WHAT IS BEING ASKED:
All of the records listed below should be retyped exactly.

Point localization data
※
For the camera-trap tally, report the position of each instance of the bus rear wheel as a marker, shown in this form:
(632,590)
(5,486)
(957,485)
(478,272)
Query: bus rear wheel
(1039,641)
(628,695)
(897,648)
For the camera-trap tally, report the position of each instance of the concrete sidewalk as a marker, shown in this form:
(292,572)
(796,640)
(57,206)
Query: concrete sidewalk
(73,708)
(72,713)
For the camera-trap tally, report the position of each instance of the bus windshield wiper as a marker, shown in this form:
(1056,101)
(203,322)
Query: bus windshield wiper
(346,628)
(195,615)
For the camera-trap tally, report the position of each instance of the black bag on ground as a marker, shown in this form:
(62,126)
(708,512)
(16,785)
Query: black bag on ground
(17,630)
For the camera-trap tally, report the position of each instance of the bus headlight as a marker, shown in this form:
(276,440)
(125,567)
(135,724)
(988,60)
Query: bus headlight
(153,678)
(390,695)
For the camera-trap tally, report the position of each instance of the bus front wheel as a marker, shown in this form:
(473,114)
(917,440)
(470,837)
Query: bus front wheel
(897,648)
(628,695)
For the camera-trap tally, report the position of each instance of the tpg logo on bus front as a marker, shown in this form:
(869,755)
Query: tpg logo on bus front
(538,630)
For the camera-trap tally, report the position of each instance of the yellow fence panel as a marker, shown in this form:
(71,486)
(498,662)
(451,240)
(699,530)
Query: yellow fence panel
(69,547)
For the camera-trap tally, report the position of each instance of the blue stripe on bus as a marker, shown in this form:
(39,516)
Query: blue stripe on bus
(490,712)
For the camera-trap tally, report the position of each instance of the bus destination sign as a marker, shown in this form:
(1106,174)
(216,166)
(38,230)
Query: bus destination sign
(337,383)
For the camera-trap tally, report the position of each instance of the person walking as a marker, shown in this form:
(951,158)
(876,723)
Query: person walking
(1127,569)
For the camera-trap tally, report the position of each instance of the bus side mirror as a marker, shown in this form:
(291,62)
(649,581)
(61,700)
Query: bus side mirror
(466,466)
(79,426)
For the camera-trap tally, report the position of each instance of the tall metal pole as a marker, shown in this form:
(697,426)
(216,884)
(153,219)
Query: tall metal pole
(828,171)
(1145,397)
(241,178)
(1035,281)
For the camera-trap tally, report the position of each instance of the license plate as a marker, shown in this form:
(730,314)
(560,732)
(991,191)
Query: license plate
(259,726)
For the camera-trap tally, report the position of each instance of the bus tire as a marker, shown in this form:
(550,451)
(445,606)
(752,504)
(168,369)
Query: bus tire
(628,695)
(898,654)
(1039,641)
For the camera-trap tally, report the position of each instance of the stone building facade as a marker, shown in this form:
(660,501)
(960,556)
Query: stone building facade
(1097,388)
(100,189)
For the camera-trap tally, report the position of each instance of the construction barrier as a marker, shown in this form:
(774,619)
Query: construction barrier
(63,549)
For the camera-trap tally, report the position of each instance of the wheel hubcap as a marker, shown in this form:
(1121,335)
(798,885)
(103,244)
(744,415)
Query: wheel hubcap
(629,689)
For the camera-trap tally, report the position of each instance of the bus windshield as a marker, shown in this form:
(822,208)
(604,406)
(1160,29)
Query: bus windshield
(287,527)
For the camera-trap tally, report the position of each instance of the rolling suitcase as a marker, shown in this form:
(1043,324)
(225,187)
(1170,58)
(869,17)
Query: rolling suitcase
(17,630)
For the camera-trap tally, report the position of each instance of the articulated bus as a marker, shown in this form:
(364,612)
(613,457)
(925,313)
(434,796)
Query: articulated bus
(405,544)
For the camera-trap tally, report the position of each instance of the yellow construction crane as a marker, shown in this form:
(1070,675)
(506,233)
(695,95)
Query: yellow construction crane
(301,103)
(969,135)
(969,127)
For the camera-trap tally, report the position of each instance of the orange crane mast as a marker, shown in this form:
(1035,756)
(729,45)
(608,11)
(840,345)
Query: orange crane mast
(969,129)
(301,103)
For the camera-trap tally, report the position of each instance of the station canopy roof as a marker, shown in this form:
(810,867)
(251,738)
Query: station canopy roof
※
WRITTEN ANSWER:
For the camera-trap tally, report the position of each instance of the bus rear wheel as a marker, shown in this form:
(632,590)
(5,486)
(957,485)
(478,272)
Query: bus rear wheel
(1039,641)
(628,695)
(897,648)
For the camera-trap tally, report the position of each instance of the concrete sidewalk as a marker, shown in this form:
(292,572)
(796,640)
(57,206)
Query: concrete sidewalk
(73,708)
(72,713)
For the camera-trap tally, report the position of each instance of the bus windshield wiper as a marker, shown in this form:
(1056,101)
(203,322)
Query: bus windshield wiper
(346,628)
(195,615)
For the camera-trap tally, report the position of each instance of the black bag on ground as a marker, shown in this form:
(62,126)
(708,512)
(16,785)
Query: black bag on ground
(17,630)
For the camera-trap tally, report the position of each instance of the bus headlight as a marker, shown in this form:
(276,440)
(125,567)
(135,724)
(988,60)
Query: bus headlight
(153,678)
(390,695)
For the camera-trap tally, report the position of each instance of the bus front wheel as a marker, shown in this form:
(473,114)
(917,440)
(470,837)
Query: bus front wheel
(897,648)
(628,695)
For the camera-trap tally, report the position of each instance of the tpg logo on bus front as a marker, shown in this form:
(869,755)
Query: tpg logo on bus front
(538,630)
For the camera-trap tally, report the position of each instance of the yellow fence panel as a marker, shown in this form:
(71,486)
(498,662)
(451,240)
(699,530)
Query: yellow fence panel
(69,547)
For the camera-trap tally, report the position of each instance of the blue stripe on bus as a marker, shown in this form:
(39,516)
Query: blue stripe on bus
(490,712)
For the camera-trap tally, report the position of each instance of the bus destination sign as a marker, shown in this form:
(1106,174)
(216,166)
(38,230)
Query: bus destination sign
(337,383)
For the camera-trap tally, report the position of each instance of the person walking as a marker, shown in this form:
(951,158)
(876,723)
Query: person walking
(1127,569)
For the camera-trap tally, report the position of each instance of the bus side mirror as a marker, shown in this form:
(291,62)
(649,581)
(61,700)
Query: bus side mirror
(466,466)
(79,426)
For the camera-trap tally, report the position of each instance of the tall metal pole as a marker, shown in this form:
(697,426)
(216,884)
(153,219)
Query: tall metal pole
(828,171)
(1145,397)
(241,178)
(1035,281)
For the camera-trap tally, report the position of each instance of the license plate as a marker, shown in this form:
(730,314)
(560,732)
(991,191)
Query: license plate
(259,726)
For the camera-trap tally, report the position of each instance of the bus tire as a marker, shown in this form:
(550,451)
(445,606)
(752,504)
(168,369)
Query: bus tire
(628,695)
(898,654)
(1039,641)
For the camera-trap tally, report the position of each instance of the stone building facade as a marker, shown in this form:
(660,501)
(960,556)
Query: stone building facade
(1097,388)
(100,189)
For the camera-trap tally, report the position of each instance of the construction barrier as a marker, shown in this form:
(774,619)
Query: construction barrier
(63,549)
For the camera-trap tally, report the position of each instance of the wheel hubcap as a marker, shown in this form:
(1121,335)
(798,885)
(103,244)
(744,415)
Query: wheel hubcap
(629,689)
For the camera-trap tally, report the position of each instance of the bus windshield as a marker, shown in this form:
(822,208)
(604,406)
(1160,29)
Query: bus windshield
(287,527)
For the camera-trap tally, report the position of each instance of the rolling suitcase as a marker, shown in this form:
(1043,324)
(225,187)
(1170,58)
(869,17)
Query: rolling suitcase
(17,630)
For the camera-trap tally, report the position of each instance of the articulated bus as a marker, shown in this form:
(364,612)
(613,457)
(925,313)
(434,796)
Query: articulated bus
(405,544)
For the camera-trap tally, report the position of each instance of the yellow construction crane as a marker, shown in this form:
(1070,675)
(506,233)
(695,95)
Query: yellow construction crane
(301,103)
(969,135)
(969,127)
For the camera-trap tally, report the position of each instance of the orange crane mast as a marker, shown in this form:
(1035,756)
(729,45)
(608,11)
(840,345)
Query: orange crane mast
(969,129)
(301,103)
For the camera-trap tally, report the position of each instance of the station canopy roof as a marker, shown in this form:
(810,867)
(251,738)
Query: station canopy roof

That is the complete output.